◆ **TASK INPUT**:

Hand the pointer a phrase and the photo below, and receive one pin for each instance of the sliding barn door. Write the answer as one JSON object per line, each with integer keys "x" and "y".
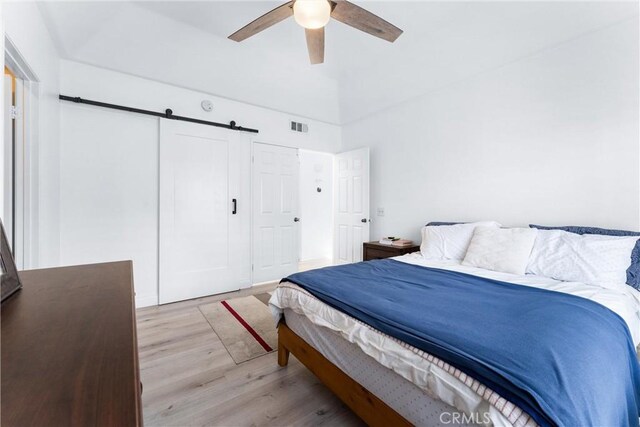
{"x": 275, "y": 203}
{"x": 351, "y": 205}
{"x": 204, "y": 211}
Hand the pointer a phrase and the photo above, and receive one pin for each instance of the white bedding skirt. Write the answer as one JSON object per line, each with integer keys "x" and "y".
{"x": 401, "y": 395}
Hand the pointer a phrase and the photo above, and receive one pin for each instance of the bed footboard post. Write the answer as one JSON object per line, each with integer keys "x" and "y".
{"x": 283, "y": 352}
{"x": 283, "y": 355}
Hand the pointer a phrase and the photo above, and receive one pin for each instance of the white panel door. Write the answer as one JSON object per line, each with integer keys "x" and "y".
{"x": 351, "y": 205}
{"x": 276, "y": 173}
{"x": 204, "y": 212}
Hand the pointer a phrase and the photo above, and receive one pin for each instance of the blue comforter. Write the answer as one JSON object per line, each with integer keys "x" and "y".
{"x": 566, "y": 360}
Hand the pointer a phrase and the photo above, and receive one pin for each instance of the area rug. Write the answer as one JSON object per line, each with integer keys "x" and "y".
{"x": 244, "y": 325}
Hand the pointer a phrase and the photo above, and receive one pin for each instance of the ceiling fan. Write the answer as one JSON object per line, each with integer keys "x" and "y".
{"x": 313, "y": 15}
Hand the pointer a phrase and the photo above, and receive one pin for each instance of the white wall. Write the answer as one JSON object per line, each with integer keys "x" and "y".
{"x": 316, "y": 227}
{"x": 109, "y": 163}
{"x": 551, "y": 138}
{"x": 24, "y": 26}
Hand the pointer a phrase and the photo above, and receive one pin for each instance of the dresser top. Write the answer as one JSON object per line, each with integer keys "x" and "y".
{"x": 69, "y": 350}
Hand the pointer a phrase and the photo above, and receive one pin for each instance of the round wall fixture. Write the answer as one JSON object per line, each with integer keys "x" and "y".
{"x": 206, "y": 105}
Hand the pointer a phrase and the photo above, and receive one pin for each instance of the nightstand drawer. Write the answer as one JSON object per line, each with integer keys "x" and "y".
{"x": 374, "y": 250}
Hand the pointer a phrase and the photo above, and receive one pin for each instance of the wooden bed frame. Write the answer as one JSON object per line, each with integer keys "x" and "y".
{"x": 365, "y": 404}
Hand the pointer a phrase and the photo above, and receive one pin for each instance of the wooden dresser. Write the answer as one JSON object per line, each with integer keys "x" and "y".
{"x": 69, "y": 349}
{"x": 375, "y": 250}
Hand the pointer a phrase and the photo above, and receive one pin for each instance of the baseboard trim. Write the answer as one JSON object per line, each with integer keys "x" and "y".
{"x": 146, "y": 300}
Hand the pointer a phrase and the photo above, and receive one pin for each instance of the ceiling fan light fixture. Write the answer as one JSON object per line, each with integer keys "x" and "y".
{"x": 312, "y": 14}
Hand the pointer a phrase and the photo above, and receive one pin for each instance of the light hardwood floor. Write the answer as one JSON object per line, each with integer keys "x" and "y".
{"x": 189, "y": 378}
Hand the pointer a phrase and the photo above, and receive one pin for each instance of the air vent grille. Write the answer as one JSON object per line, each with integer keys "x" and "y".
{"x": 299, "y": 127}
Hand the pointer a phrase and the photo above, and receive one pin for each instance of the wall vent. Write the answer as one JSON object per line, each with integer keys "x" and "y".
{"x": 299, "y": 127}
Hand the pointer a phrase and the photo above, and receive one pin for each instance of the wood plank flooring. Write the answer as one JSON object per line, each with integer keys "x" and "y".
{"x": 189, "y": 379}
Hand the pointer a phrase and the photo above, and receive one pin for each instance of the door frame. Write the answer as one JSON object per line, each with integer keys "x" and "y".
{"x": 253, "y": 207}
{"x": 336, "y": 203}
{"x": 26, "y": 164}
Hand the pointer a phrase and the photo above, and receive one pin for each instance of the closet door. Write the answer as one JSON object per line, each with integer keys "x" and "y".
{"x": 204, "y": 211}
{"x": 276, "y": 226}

◆ **ACTIVITY**: Apart from the pictures, every line above must be repeated exactly.

◆ **SOLUTION**:
Hand the pointer a phrase and the photo below, and receive one pin for each instance of the sliding barn door. Write the answer as one JSON object per line, each with integer keys "x" and "y".
{"x": 275, "y": 203}
{"x": 351, "y": 205}
{"x": 204, "y": 211}
Hand the pointer a phrase and the photo above, and receive one pin for each instance of the white bedding skirt. Write the answer as one JSON object per line, each with integer keys "x" and "y".
{"x": 401, "y": 395}
Hand the pointer a phrase and the photo above, and receive one pin for each instance of the bed footboard post. Write the answer as one JSON object per line, each with integer keys "x" and "y".
{"x": 283, "y": 352}
{"x": 283, "y": 355}
Hand the pointer a phrase and the photo above, and receive one pin for each instance of the white panel door. Write the answer as one JSON object per line, each with integer keys "x" and "y".
{"x": 351, "y": 205}
{"x": 276, "y": 173}
{"x": 204, "y": 212}
Hand the pointer a phrase and the photo above, and receive one pin for each instance of the blue comforter. Write the answer as one JSON object per line, each with integer keys "x" and "y".
{"x": 566, "y": 360}
Hand the pointer a phrase and the photo above, and receive one pin for each instance of the area rug. Write the answer as one JSON object per line, each with integer keys "x" and "y".
{"x": 244, "y": 325}
Hand the pointer a phrase and the photo above, and receive one pin for each instance of the ceiling fan. Write the answer as one JSON object per line, each with integer keys "x" and "y".
{"x": 313, "y": 15}
Hand the pointer a phrase and the photo above, and receive one pin for each instance of the white wall. Write the answer as one JSON object per line, each with integer keys "x" and "y".
{"x": 316, "y": 227}
{"x": 109, "y": 163}
{"x": 551, "y": 138}
{"x": 24, "y": 26}
Hand the pointer a phrase and the photo above, and receive one pin for each instance of the dresser top. Write the answer as one JSON object per line, each with integer keys "x" and "y".
{"x": 69, "y": 350}
Hand the pointer a phrase and the photo above, and receive one pin for each instance of the round wall fixture. Write the answer as one JSON object per line, each with integer keys "x" and "y".
{"x": 206, "y": 105}
Hand the pointer a phrase and the photo above, and receive one pin for each instance of the nightstand drawer. Write the answer as one JSON object per line, each with integer keys "x" and "y".
{"x": 374, "y": 250}
Hand the pointer a phrase and the photo above, and receive one pin for each instance of the wooden bed frame. Write the answer as one JSON object per line, each with integer keys "x" and "y".
{"x": 365, "y": 404}
Hand the pointer a phrase and the photo above, and receive one pin for each instance of the wooden dresser. Write the answer as one JSON object per line, each with integer keys "x" and "y".
{"x": 69, "y": 349}
{"x": 375, "y": 250}
Hand the pointer a phrase and the photo above, and receive one pin for each instance of the baseboard trim. Write the answer as one JSON object per line, each with integer keys "x" and "y".
{"x": 146, "y": 300}
Hand the pointer a phrase and the photo above, and receive one pin for each instance of the ceiling fan light fixture. Write the answer as one JSON object per line, each with integer keys "x" and "y".
{"x": 312, "y": 14}
Hand the pointer a phrase and the photo above, and receive one pin for each instance of the light hardwood floor. Write the answer as one JSON object per line, each with integer keys "x" and "y".
{"x": 189, "y": 378}
Hand the pointer a phrase and the photo above, and receive one pin for each instance of the air vent grille. Write the answer as one JSON object per line, each with integer keys "x" and "y".
{"x": 299, "y": 127}
Hand the pointer a phrase and the photo above, and receive one pin for each instance of the wall vent. Write the answer as one JSON object per line, each with integer keys "x" and "y".
{"x": 299, "y": 127}
Hand the pointer a phrase and the photo above, and receive one pin for each instance of the wood plank flooring. Write the answer as one JSON object per line, each with integer keys "x" and "y".
{"x": 189, "y": 379}
Hand the pointer a phrase and the photo above, and receive one pin for each instance of the door frame. Write the answer as one JSON object per line, each with integer keys "x" and "y".
{"x": 253, "y": 207}
{"x": 336, "y": 203}
{"x": 26, "y": 164}
Hand the pointer a phrase and the photo above, and receive one pin for each instance of the closet door. Write the answer as one JSON object per line, each with integer keys "x" and "y".
{"x": 204, "y": 211}
{"x": 276, "y": 226}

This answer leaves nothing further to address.